## What this task involves
All the entries need to be quoted exactly, apart from the pictures, which you should drop.

Start of Provided records

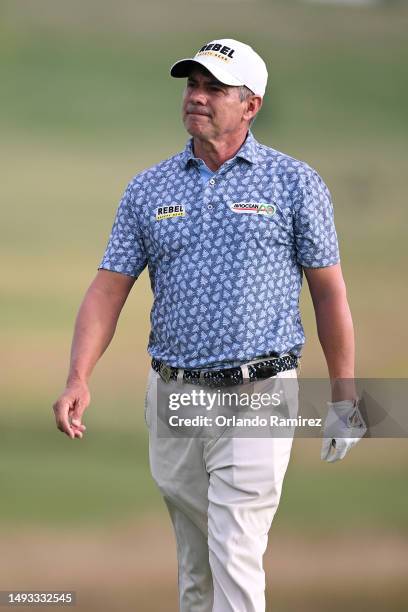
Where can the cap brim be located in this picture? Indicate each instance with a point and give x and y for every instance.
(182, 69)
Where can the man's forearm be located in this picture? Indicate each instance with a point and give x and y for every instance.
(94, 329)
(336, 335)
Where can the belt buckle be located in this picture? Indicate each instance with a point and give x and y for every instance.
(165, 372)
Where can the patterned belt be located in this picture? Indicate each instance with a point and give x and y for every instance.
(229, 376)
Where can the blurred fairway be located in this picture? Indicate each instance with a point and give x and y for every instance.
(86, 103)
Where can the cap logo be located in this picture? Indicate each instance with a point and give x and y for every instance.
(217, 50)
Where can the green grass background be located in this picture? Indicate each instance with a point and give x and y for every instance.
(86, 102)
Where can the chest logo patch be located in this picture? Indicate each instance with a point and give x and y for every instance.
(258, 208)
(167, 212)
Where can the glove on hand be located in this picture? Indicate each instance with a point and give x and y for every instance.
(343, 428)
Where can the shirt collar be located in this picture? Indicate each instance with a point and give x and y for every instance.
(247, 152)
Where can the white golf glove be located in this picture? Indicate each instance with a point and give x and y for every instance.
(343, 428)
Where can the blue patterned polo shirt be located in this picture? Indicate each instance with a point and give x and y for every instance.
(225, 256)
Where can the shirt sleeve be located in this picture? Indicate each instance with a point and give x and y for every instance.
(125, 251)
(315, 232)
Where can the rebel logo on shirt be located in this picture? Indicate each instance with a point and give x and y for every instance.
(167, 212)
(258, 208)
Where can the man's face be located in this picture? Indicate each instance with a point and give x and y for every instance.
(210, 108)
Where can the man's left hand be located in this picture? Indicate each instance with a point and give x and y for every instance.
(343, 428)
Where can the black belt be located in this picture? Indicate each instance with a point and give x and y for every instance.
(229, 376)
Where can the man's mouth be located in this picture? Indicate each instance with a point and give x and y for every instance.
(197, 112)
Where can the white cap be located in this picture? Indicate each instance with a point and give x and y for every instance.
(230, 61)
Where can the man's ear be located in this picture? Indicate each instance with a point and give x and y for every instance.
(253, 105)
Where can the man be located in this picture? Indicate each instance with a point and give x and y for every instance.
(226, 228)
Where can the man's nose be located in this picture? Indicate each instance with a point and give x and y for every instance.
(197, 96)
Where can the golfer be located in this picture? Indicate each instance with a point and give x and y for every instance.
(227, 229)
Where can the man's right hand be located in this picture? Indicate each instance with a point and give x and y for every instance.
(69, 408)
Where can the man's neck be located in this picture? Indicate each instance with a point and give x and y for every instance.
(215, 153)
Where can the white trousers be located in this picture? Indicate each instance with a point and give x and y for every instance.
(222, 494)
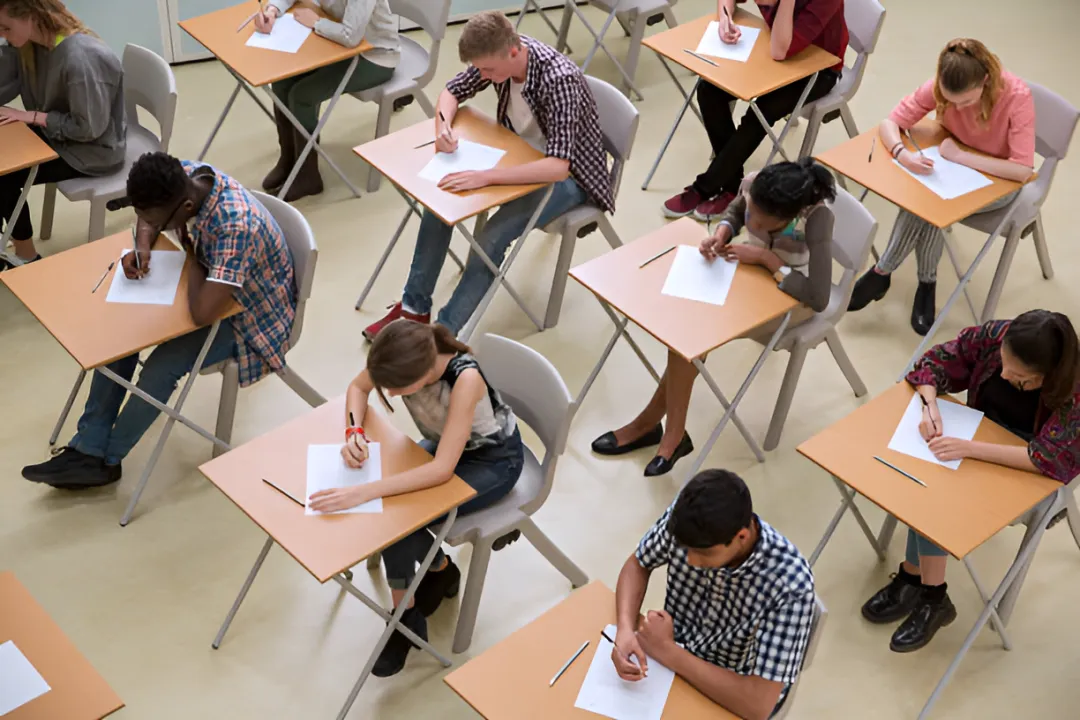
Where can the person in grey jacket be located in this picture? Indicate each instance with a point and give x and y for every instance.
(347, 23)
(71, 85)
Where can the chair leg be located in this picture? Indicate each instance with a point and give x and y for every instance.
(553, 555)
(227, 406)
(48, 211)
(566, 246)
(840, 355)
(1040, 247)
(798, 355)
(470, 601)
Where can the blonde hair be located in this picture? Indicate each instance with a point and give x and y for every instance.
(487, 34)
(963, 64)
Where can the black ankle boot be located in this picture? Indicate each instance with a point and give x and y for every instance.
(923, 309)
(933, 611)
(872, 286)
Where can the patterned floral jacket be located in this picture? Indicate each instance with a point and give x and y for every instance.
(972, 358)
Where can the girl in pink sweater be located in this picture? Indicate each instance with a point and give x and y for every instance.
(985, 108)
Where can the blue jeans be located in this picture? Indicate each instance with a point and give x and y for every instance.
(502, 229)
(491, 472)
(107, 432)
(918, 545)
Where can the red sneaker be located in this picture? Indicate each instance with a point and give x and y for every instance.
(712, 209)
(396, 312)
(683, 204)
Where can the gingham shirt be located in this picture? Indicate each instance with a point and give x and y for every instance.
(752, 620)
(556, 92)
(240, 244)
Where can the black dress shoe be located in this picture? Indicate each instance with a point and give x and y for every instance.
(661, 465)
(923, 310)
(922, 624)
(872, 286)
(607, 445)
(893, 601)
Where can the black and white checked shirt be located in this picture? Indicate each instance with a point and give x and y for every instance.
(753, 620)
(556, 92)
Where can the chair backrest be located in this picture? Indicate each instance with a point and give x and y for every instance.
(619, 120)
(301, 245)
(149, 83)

End of Provided records

## Answer to this task
Where can the cap brim be located in this picture? Indicate each instance with a point and give x and y for every instance.
(182, 69)
Where can the man's forearm be located in this picture? Indicate each instance with a point and give x and y for every instance.
(94, 329)
(336, 335)
Where can the belt buckle be located in this picture? Indicate each instance with a point and give x and y for every instance.
(165, 372)
Where can the patterned belt be located in this picture? Indicate each instance with a point and give x and y for every instance.
(229, 376)
Where can the blurred fairway be located in this picture? Indicate each instance with a point and give x and y for every instance.
(86, 103)
Where can the cap logo be located in this picture? Indicate each instance with a point and give x and y for every instance.
(217, 50)
Where can the green grass background be located in this picture? Indicate each instance with a point and give x and y for every instance.
(86, 102)
Where can the chest logo patch be located in this picture? Indicate each instance with a point and give x and y for every instance.
(258, 208)
(167, 212)
Where can the glove on hand be located in this picture? Indicate each instance with a point and give x and y for every instance.
(343, 428)
Where can the shirt collar be located in this picture? Indicate each instance with a point and give x and y for every instance.
(247, 152)
Where can the white golf glove be located in this picture? Indicate each instance with a point and give x and y for every instance.
(343, 428)
Where can the blue patterned polo shirt be located in this picture? Indicate each instance with a point and give x and y for every instance.
(225, 256)
Where can the shirt sleeve be located in this picture? Indicate each instance with a point and give x and y for every instance.
(125, 251)
(315, 232)
Where can the rebel logo on shirt be located in this picture? Indicate each instance with a point and give x and y for every instance.
(167, 212)
(258, 208)
Where can the man's face be located in this picture? Indicate each instance with a point and give x and y for every instance.
(210, 108)
Where can the man's left hand be located in this picture? Indicate each instance with a point and give x and y for every instance.
(343, 428)
Where can the black belt be located in this picture? Indicate each instance with a point and give x and y for every instance.
(229, 376)
Where can the man's mouth be located in this picture? Indicate each instance with a point and give x and y for every instance.
(197, 112)
Where can the white cap be located in this picture? Indicate each instance with a point and give x and y for every instance.
(230, 61)
Where can the man's ear be located in this picture? Indicate each instance with a point and give x and y for every instance.
(253, 105)
Where can the man be located in this picture? Indicate each instance with a point and give x and y for every instance.
(226, 228)
Where can the man's nose be located in this picture? Indicate each instance with a point and give x and y for every instance.
(197, 96)
Where can the golfer be located in this picture? Indicate each instance with a point and give x and y for every instance.
(227, 229)
Where can the man's right hand be located in this picture? Indicate each instance with a point and give x and y for every instance.
(69, 408)
Where can the man's neck be located in this picture? Indicate each instance with a point and give x and y for every instance.
(215, 153)
Where can the white trousers be located in this picture? Indicate each instance with a point and give x and y for every instance.
(222, 494)
Where can the person in grey jacket be located in this picture? Indicate each instance with a point and give x and y for every instance.
(347, 23)
(71, 85)
Where can the chair leg be located in this picture? Indicate each instance with a point and give x and y for every instance.
(553, 555)
(227, 406)
(48, 211)
(566, 246)
(840, 355)
(1040, 247)
(798, 355)
(470, 601)
Where can the blonde hair be located in this picture? Indicate each instance with a point and give x and y for every instance.
(487, 34)
(963, 64)
Where can the black ankle boot be located in this picture? Indicate each instance with a point and give x and y for every instance.
(923, 309)
(933, 611)
(872, 286)
Where can the patterned floral jacket be located in this picture? Indicate each instance with a point and give x and y for every instance.
(972, 358)
Where can the girl in pink sweater be located in this picture? Indicate each instance with a point and give x and y for every instance.
(985, 108)
Where can the blue jeans be located in this picture? Indicate each instance with a point and give x and y for every instance.
(502, 229)
(491, 472)
(107, 432)
(918, 545)
Where can the red sneaker be located in this picture? Indicate each instance with a point and give x and y for every instance.
(712, 209)
(396, 312)
(683, 204)
Where can the gingham shirt be located in this picture? Indicate each instance with a point and give x and y for every instance.
(752, 620)
(556, 92)
(240, 244)
Where can the black dress shoe be located in this picture? Indicate each instance with a point and give x and y for every instance.
(661, 465)
(923, 310)
(922, 624)
(872, 286)
(607, 445)
(893, 601)
Where can the black and white checked shirt be located in this picture? Indicate each instance with a point and give x and y for every instance.
(753, 620)
(556, 92)
Where can the chair backrest be located in this picture? Indicate each instance with a point and give x and y for every instance.
(619, 120)
(301, 245)
(149, 83)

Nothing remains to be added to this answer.